* What to produce *
Write the part of the records that runs from the line containing "target: snowflake pattern on sweater" through the end of the records, both ends included, as a JSON list of strings with one string per line and blank lines left out.

__________________________________________________

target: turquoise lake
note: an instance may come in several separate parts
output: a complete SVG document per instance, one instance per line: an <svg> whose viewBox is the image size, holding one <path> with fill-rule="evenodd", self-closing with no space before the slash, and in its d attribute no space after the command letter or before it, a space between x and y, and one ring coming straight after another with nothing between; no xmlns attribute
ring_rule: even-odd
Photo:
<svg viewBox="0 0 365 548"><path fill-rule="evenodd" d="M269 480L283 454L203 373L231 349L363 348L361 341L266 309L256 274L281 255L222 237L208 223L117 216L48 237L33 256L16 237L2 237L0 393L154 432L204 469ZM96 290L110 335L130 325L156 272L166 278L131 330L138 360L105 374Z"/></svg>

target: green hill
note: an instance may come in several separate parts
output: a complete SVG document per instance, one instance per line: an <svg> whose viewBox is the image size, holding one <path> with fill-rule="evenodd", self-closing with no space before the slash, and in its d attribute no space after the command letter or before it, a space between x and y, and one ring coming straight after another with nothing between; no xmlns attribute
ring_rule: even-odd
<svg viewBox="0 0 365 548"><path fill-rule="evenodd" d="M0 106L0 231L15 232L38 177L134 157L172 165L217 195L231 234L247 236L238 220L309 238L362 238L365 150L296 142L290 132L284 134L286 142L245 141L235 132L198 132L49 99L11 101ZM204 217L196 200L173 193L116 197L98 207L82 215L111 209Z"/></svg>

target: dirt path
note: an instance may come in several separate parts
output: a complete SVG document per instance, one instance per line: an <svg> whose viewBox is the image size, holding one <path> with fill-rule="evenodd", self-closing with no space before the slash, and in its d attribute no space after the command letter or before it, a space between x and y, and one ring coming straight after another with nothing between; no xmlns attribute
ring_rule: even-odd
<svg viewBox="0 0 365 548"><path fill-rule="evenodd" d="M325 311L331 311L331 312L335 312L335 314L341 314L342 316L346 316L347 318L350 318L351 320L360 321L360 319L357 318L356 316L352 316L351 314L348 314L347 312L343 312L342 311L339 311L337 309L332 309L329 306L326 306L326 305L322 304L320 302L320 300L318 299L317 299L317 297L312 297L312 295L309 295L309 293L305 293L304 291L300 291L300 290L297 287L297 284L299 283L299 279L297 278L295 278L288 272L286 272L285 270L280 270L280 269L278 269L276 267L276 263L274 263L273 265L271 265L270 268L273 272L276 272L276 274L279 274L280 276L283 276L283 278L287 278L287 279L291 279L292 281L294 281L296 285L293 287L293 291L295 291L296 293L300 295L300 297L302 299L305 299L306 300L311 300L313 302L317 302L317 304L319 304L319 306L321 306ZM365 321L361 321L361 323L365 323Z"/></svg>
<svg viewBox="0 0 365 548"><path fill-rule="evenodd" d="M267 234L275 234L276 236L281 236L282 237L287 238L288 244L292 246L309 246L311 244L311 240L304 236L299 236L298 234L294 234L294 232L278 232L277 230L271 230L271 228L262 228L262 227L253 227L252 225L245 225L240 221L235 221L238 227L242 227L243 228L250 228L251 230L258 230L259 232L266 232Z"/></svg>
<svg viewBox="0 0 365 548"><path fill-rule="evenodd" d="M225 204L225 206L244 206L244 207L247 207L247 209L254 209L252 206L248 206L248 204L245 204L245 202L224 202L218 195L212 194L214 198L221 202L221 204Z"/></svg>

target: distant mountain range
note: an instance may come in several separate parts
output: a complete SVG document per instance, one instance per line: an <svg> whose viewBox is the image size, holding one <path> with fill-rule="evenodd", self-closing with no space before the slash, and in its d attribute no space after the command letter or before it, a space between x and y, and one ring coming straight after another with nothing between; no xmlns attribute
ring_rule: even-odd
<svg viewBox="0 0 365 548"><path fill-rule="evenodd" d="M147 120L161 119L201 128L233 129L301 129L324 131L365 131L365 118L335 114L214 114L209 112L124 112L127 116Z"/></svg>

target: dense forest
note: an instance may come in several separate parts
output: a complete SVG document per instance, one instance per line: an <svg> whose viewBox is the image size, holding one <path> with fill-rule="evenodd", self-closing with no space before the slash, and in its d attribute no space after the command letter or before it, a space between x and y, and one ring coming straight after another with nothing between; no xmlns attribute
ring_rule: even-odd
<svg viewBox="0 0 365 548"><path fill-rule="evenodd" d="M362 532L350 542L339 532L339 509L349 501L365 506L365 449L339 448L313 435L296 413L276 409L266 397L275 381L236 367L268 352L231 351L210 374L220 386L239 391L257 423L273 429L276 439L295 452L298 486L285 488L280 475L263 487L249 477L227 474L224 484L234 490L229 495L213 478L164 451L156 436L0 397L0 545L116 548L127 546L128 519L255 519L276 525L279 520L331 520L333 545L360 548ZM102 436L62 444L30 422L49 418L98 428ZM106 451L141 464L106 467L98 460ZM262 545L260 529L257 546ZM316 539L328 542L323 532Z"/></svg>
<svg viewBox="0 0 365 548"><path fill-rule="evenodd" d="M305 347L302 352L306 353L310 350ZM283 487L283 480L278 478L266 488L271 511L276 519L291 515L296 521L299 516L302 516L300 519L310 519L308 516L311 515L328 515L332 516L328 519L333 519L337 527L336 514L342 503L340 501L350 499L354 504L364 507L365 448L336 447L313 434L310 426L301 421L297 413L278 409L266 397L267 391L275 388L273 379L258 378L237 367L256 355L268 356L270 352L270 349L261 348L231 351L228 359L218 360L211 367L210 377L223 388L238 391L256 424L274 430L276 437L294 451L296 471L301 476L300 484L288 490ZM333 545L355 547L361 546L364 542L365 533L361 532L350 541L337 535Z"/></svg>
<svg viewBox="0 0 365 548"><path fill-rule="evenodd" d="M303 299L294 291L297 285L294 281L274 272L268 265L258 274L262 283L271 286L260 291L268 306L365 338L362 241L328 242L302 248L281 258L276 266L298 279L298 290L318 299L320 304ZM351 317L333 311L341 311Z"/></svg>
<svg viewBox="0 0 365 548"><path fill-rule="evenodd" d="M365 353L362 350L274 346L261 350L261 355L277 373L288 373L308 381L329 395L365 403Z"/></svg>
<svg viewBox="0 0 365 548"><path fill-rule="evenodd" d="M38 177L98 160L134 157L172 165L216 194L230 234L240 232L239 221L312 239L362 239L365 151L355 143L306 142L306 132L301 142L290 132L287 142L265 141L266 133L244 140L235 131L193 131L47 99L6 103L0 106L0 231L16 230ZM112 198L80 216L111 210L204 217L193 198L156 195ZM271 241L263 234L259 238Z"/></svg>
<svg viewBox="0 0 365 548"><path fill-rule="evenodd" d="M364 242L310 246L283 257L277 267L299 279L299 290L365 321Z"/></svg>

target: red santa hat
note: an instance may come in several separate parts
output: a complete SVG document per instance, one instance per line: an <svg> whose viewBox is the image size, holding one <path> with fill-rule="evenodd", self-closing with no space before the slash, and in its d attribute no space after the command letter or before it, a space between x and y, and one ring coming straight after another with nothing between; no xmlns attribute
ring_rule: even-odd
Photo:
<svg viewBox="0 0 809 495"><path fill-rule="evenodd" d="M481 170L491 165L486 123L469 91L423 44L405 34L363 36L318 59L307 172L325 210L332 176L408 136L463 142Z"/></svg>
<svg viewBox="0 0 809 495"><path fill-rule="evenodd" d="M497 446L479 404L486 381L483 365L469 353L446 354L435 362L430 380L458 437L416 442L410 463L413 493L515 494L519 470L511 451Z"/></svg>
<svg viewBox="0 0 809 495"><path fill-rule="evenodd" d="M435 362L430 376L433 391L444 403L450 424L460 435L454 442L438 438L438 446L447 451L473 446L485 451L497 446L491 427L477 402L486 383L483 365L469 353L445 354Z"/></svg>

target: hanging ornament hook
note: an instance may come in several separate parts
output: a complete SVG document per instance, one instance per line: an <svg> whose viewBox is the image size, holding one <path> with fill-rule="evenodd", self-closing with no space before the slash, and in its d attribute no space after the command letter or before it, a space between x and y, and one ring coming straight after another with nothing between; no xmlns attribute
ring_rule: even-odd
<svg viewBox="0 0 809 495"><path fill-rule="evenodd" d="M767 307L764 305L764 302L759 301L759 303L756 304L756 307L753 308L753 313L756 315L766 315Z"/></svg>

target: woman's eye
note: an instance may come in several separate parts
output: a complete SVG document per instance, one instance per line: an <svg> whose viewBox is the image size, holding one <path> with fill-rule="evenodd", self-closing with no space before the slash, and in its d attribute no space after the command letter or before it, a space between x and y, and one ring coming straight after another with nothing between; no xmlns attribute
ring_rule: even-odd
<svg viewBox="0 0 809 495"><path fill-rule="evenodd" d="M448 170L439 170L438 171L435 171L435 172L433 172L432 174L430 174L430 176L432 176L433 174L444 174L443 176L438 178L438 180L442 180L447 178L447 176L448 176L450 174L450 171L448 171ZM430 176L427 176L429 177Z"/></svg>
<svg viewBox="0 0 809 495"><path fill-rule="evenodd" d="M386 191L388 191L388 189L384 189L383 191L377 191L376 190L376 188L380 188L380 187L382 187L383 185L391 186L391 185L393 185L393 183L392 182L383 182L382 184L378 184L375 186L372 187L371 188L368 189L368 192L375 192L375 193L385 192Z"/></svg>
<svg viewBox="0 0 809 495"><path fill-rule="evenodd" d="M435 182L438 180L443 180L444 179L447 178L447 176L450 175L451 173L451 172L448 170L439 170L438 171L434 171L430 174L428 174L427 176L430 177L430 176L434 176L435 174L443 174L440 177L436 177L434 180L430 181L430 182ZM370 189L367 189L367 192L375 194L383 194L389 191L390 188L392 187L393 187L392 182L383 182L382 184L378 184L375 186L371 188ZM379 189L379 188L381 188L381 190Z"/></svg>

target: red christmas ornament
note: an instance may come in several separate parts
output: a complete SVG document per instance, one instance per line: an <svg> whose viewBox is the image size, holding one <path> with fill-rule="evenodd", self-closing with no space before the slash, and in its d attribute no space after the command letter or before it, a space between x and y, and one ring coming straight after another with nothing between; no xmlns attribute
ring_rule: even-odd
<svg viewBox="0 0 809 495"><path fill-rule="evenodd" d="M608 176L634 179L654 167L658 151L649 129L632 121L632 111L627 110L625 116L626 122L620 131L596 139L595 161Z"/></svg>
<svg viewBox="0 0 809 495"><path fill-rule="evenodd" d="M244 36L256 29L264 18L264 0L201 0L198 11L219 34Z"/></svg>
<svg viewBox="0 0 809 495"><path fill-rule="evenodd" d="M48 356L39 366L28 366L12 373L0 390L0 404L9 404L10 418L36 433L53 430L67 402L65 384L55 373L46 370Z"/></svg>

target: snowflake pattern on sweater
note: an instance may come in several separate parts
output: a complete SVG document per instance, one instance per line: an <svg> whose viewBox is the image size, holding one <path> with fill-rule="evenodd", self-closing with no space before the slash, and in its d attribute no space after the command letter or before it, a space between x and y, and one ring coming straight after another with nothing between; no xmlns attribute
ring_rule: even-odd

__________________________________________________

* Exercise result *
[
  "target: snowflake pattern on sweater",
  "note: an instance may come in several separate parts",
  "output: a complete SVG document per instance, one instance per line: an <svg> whose viewBox is the image size, holding one <path> with fill-rule=\"evenodd\", self-closing with no space before the slash, and in its d attribute no space after the command letter or before it, a space between x and y, and one ring coming straight after another with nothing between; no xmlns attribute",
  "ring_rule: even-odd"
]